_Alıştırma Gereklilikleri_
[a] Plastik endüstrisi hakkındaki metne göre plastik üretimindeki büyüme neden aslında ekonomi için bir kayıp sayılmaktadır? Bir ila üç cümleyle açıklayınız.
[b] Aşağıdaki listede "shirt" dizesini içeren bütün satırları seçerek aktarınız. Büyük ve küçük harf ayrımı dikkate alınmalıdır.

_Belge Alıntısı_
İşte o yazı:
''Davos'taki Dünya Ekonomik Forumu için yayınlanan bir rapor, çevreye zararları hakkında zaten bir şüphemiz olmayan plastik endüstrisi ile ilgili yeni rakamları ortaya koydu.
Plastik sektörünün derin bir reform ihtiyacı olduğunu savunan Ellen MacArthur Derneği ve McKinsey danışmanlık firmasının yayınladığı Yeni Plastik Endsütrisi raporu 5 ana başlığa ayrılıyor.
Plastik sektörü havacılık sektörü kadar petrol kullanıyor
Plastik atıklarr çevre sorunu olduğu kadar kaynak yönetimi sorunu da. Ellen MacArthur derneğinden Joss Bierlot, şu an plastik sektörünün petrol üretiminin yaklaşık %8’lik payını kendisi için harcadığını belirtiyor.
Buna plastik kulanımındaki artışı da eklediğimizde 2050 yılına gelmeden üretilen petrolün %20’sinin plastik sektörü için kullanılacağı düşünülüyor. Bu yeryüzündeki plastik miktarında büyük bir patlama yaşanması; eğer bu plastik üretimi azaltılıp, yeniden değerlendirilmezse hem çevresel hem de ekonomik bir afet olacağı kesin.
Plastik kullanımının 2050 yılına 4 katına çıkması bekleniyor
Son 50 yılla plastik üretimi 15 milyon tondan, 311 milyon tona çıkarak 50 kat bir büyüme yaşadı ve Yeni Plastik Endüstrisi raporuna göre 2050 yılına 1,1 milyar tona çıkması bekleniyor.
Ama rapora göre bu büyüme aslında ekonomi için bir kayıp, çünkü plastik üretiminin %95’inin ekonomiye hiç bir kalıcı katkısı olmayan tek kullanımlık plastik ambalaj üretimi olduğunu belirtiyor.
Akıllıca dizayn edilmiş, gerç dönüştürülebilir plastiklerin hem ekonomiye hem de hammadde kullanımına katacağı ekonomik değerin daha fazla olması bekleniyor.
Okyanuslara dakika başına bir kamyon plastik atık karışıyor
Her yıl okyanuslara 8 milyon ton plastik atık karışmakta ve bu dakika başına bir kamyondan fazla plastiğin okyanus habitatının dengesini bozması demek. Şu an okyanuslarda 150 milyon ton plastik olduğu düşünülüyor,
Bu büyüme kontrol altına alınmazsa 2025 yılına kadar okyanuslarda her 3 ton balığa karşılık 1 ton plastik atık olacak. 2050 yılına geldiğimizde ise toplam ağırlık göz önüne alındığında okyanuslarda balıklardan daha fazla plastik olacak.

_Veri Kayıtları_
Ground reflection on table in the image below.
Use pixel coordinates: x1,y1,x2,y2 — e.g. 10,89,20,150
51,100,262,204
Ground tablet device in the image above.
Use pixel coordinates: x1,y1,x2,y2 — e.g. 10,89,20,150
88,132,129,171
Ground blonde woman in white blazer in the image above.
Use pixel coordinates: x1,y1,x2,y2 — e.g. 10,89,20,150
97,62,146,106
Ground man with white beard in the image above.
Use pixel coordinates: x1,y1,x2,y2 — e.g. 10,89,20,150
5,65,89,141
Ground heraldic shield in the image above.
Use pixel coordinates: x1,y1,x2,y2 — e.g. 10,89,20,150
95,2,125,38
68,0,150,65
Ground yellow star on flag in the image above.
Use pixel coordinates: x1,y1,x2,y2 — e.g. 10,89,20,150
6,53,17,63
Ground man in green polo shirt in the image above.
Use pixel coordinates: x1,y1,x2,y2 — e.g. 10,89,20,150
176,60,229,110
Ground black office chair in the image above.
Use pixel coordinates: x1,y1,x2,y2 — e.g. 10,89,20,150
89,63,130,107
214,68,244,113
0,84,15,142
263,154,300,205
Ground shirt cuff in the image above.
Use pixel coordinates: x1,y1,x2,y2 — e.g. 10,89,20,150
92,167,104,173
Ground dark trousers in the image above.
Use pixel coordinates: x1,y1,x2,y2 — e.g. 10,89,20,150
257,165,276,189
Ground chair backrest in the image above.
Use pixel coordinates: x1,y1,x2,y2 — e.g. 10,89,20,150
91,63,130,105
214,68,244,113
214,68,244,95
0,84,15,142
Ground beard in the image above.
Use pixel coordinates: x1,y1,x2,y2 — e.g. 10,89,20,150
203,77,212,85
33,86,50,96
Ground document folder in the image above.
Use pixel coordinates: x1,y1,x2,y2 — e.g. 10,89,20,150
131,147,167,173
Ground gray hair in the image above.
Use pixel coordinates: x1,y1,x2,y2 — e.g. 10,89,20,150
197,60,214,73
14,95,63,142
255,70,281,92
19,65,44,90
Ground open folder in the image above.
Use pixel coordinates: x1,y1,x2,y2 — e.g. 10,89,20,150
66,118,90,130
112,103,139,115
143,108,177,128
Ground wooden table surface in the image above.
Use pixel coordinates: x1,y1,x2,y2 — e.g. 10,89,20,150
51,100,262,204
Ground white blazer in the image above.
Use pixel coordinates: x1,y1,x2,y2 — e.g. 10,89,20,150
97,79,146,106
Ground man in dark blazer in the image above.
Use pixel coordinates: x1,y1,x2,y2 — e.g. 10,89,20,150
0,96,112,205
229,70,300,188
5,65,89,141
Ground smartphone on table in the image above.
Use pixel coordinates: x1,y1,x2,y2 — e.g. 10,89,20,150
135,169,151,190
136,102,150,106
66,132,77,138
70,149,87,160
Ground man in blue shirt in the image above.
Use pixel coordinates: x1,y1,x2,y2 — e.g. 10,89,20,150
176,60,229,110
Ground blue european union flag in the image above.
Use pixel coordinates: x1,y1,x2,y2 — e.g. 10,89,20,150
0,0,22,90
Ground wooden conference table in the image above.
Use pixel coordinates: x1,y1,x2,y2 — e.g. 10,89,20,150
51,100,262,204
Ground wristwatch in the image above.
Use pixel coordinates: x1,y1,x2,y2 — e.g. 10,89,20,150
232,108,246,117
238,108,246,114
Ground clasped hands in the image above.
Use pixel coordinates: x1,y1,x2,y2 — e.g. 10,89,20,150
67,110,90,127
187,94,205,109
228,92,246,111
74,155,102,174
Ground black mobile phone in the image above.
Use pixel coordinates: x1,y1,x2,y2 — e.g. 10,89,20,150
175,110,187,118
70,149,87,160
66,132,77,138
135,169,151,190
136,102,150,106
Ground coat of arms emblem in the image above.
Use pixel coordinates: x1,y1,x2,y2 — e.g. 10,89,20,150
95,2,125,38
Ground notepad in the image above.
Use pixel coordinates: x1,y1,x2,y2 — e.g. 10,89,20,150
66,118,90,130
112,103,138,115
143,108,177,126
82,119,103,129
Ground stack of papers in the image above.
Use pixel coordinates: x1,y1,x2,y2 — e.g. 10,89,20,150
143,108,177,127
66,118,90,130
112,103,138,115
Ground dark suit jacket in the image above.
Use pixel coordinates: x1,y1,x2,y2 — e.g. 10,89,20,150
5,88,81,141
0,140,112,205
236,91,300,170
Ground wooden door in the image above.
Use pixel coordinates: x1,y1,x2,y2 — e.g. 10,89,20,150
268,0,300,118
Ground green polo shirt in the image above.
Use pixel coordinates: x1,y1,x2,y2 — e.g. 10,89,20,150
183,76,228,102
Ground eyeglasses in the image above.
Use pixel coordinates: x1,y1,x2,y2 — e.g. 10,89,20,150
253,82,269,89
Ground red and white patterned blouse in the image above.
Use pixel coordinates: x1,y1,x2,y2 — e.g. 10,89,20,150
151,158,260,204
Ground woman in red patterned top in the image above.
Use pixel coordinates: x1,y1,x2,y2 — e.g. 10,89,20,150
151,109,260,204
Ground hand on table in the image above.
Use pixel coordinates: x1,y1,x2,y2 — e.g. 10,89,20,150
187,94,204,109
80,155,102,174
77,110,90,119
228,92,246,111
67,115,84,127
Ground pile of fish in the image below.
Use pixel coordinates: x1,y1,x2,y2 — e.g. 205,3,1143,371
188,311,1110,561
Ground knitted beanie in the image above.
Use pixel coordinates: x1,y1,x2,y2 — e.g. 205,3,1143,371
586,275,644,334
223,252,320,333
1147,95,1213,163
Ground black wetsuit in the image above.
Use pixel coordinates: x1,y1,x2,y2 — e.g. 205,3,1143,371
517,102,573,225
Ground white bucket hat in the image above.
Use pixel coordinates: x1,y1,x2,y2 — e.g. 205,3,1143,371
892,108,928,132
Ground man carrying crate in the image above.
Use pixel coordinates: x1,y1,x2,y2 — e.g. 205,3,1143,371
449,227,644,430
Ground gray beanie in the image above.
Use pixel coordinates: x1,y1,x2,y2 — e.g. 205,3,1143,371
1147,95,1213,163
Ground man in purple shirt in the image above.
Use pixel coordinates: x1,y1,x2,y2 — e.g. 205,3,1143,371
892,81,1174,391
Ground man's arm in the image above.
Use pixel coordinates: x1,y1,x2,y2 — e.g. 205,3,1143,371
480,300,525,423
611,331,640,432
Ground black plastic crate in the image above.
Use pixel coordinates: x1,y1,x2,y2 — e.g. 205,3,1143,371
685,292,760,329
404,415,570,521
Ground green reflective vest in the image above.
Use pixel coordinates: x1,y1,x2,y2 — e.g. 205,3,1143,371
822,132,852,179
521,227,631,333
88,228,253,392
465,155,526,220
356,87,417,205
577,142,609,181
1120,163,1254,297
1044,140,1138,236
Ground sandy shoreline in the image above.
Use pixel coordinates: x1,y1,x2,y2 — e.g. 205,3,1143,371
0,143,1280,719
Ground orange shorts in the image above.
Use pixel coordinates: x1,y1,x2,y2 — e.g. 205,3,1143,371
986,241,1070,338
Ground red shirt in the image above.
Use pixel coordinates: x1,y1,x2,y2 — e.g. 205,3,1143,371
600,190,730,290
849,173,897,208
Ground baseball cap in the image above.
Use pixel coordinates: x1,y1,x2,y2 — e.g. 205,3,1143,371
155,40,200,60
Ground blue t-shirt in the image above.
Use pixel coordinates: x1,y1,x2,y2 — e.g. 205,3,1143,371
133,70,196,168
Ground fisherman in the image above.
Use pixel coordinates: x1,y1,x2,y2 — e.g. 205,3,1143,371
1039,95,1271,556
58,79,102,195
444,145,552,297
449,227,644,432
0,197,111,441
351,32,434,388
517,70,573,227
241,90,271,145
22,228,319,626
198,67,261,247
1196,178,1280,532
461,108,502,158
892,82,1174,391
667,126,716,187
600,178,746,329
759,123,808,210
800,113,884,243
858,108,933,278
--
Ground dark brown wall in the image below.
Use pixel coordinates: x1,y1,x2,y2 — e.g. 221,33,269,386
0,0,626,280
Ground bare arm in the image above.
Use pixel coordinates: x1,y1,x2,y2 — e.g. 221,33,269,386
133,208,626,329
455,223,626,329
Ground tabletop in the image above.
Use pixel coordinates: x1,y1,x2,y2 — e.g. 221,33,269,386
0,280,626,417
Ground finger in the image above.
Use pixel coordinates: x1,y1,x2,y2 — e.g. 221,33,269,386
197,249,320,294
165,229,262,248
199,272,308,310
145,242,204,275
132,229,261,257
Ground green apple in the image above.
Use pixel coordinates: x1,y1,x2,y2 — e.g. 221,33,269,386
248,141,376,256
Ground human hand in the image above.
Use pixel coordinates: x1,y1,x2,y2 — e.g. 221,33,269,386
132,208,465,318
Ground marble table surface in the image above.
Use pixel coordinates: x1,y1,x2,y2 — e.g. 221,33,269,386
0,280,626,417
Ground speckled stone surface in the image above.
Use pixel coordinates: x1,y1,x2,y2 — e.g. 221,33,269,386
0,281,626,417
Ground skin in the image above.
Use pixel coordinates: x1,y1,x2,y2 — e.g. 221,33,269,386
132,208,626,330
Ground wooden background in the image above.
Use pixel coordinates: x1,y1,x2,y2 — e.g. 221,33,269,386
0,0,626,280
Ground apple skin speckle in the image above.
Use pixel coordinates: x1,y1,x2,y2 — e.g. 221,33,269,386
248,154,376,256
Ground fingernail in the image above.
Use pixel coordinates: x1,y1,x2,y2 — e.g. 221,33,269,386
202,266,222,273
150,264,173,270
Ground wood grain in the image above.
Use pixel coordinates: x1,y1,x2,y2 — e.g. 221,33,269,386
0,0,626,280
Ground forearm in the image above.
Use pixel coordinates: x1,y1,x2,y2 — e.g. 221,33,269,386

_Görevlere Göre Yanıtlar_
[a] Rapora göre plastik üretiminin %95'ini tek kullanımlık plastik ambalaj üretimi oluşturmaktadır. Bu ambalajların ekonomiye hiçbir kalıcı katkısı olmadığından üretimdeki büyüme ekonomi açısından bir kayıp olarak değerlendirilmektedir.

[b]
Ground man in green polo shirt in the image above.
Ground shirt cuff in the image above.
Ground man in blue shirt in the image above.
Ground green polo shirt in the image above.
Ground man in purple shirt in the image above.
Ground red shirt in the image above.
Ground blue t-shirt in the image above.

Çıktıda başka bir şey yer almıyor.